_About this task:_ Please transcribe all of the entries exactly, leaving out any images.

_Data for this exercise:_
######

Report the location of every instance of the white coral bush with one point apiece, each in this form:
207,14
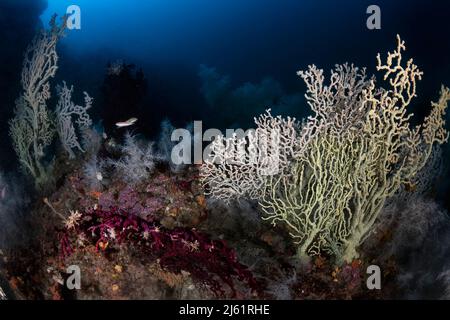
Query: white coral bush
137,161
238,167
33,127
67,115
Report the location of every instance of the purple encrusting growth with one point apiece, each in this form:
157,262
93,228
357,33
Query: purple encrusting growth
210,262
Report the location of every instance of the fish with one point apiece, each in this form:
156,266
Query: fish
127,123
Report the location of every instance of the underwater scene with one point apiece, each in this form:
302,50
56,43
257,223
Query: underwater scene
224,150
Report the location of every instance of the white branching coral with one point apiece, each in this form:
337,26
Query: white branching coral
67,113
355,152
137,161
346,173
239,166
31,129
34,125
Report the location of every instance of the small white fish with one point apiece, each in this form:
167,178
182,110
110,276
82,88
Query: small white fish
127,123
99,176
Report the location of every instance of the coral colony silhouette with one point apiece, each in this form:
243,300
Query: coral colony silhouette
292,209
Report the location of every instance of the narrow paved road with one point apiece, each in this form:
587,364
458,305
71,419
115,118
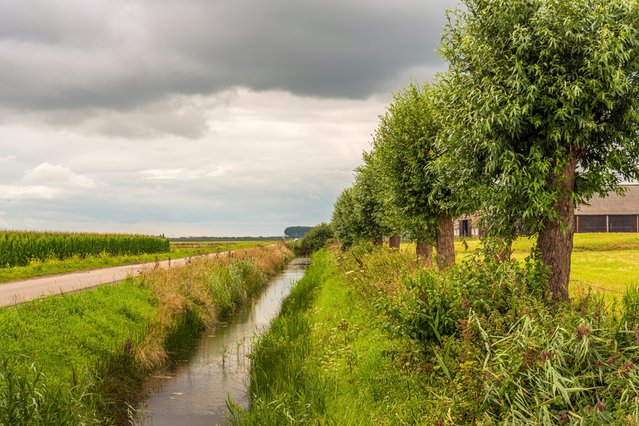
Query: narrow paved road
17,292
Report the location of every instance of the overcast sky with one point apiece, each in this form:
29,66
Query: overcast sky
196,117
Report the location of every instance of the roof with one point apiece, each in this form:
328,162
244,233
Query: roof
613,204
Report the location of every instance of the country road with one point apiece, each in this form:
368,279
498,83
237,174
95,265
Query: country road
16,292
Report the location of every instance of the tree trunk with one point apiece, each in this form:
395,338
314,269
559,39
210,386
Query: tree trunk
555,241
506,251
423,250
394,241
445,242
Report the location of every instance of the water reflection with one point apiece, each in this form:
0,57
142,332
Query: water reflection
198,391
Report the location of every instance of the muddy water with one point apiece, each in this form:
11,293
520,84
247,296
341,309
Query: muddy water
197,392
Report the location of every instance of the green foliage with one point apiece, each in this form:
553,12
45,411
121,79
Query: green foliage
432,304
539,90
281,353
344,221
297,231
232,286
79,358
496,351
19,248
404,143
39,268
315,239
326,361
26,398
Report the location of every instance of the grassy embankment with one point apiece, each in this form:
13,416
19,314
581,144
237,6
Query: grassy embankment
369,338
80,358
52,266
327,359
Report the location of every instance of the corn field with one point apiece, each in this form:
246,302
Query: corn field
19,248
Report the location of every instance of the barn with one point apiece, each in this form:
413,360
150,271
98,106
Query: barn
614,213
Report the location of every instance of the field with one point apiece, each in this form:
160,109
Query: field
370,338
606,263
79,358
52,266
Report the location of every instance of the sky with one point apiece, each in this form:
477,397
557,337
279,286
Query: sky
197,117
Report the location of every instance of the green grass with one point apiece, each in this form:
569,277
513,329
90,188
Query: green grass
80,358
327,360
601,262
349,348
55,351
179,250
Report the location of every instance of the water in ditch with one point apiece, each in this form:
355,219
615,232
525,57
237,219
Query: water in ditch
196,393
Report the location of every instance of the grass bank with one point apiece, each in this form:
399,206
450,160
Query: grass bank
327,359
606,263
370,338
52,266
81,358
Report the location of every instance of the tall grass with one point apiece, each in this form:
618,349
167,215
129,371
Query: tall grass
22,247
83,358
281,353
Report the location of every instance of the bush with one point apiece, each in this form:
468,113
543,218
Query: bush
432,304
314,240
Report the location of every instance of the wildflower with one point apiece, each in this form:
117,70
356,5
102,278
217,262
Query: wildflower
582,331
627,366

######

_Finished exercise:_
Report the location of every instance of the white coral bush with one point apiece, each in this form:
207,14
Query: white coral bush
137,161
238,167
33,127
67,115
Report the location of every instance of the purple encrusting growth with one point apiece, each in this form:
157,262
93,228
357,33
Query: purple encrusting growth
210,262
Report the location of every instance of the fish with one point apiece, each in this form:
156,266
Query: fish
127,123
Report the location of every instance of the underwater scene with one point apiece, each in this form:
302,50
56,43
257,223
Query: underwater scene
224,150
Report the location of every instance of the white branching coral with one point apiece, each in this form:
337,26
Query: white branching coral
67,113
355,152
137,161
346,173
239,166
31,129
34,125
Report the location of every instance of the small white fish with one point apiece, each in this form:
167,178
182,110
110,276
82,88
Query: small white fish
127,123
99,176
Report the location of every instance of the coral colony silhouette with one point apiece, each in this form:
243,300
Query: coral colony silhouette
292,209
Report the location of every instance of the narrow paved road with one point apiece, each in this form:
587,364
458,305
71,419
115,118
Query: narrow paved road
17,292
Report the location of every instance of the overcast sky with one point apiece, each in this form:
29,66
Query: overcast sky
196,117
Report the location of every instance of the roof with one point apiece, each in this form:
328,162
244,233
Query: roof
613,204
Report the location of every instance of the country road with one point apiece, each in this form:
368,279
498,83
237,174
95,265
Query: country road
16,292
Report the location of every instance of the tree trunk with one point apiece, each in this form:
395,338
314,269
559,39
210,386
Query: tree trunk
555,241
506,251
423,250
394,241
445,242
Report the location of every instance of the water reflection with one point apiece, each in this form:
0,57
142,332
Query: water reflection
198,391
Report the location of every instance of the muddy water with one point apiece, each in this form:
11,293
520,84
247,296
341,309
Query: muddy water
197,392
Report the location of every instance of the green foliage with one point apiece, each in this form:
553,12
45,411
121,79
Query: green foliage
432,304
539,90
281,353
344,221
297,231
232,286
79,358
496,351
19,248
404,143
39,268
315,239
326,361
26,398
Report the location of every instance of the grassy embankment with one point apiece, each in this form:
13,416
19,314
581,144
237,6
Query: grassy embankment
369,338
80,358
52,266
327,359
Report the location of every instance of the corn field with one point apiece, each in this form:
246,302
Query: corn field
19,248
Report the location of every instance of the barn with one point apiece, each in this form:
413,360
150,271
98,106
Query: barn
614,213
Report the location of every instance of the field with one point apiece, each in this form:
160,109
Query: field
370,338
606,263
79,358
52,266
Report the location of every instance of the sky with one point apiece, each in this form:
477,397
557,337
279,286
Query: sky
197,117
Report the location of every instance of the green grass with one point apiece, each in this form:
569,277
513,329
90,188
Query: green grass
80,358
327,360
601,262
349,348
55,351
179,250
Report the location of every instance of the water in ditch with one point apiece, each in this form:
355,219
615,232
525,57
237,219
Query: water in ditch
196,393
Report the location of every instance of the grass bank with one point apiece, each in this form:
399,206
450,160
Query: grass bank
327,359
606,263
370,338
52,266
81,358
Report the location of every instance of the tall grass with one point apiece, each in this form:
618,349
167,215
129,371
Query: tall grass
22,247
83,358
281,353
Report the location of every instance of the bush with one point apiece, each in this form:
468,113
543,218
Query: bush
432,304
314,240
Report the location of every instance of the wildflower with one point apiece, each in this form:
117,70
356,5
102,278
217,262
Query: wildflower
582,331
627,366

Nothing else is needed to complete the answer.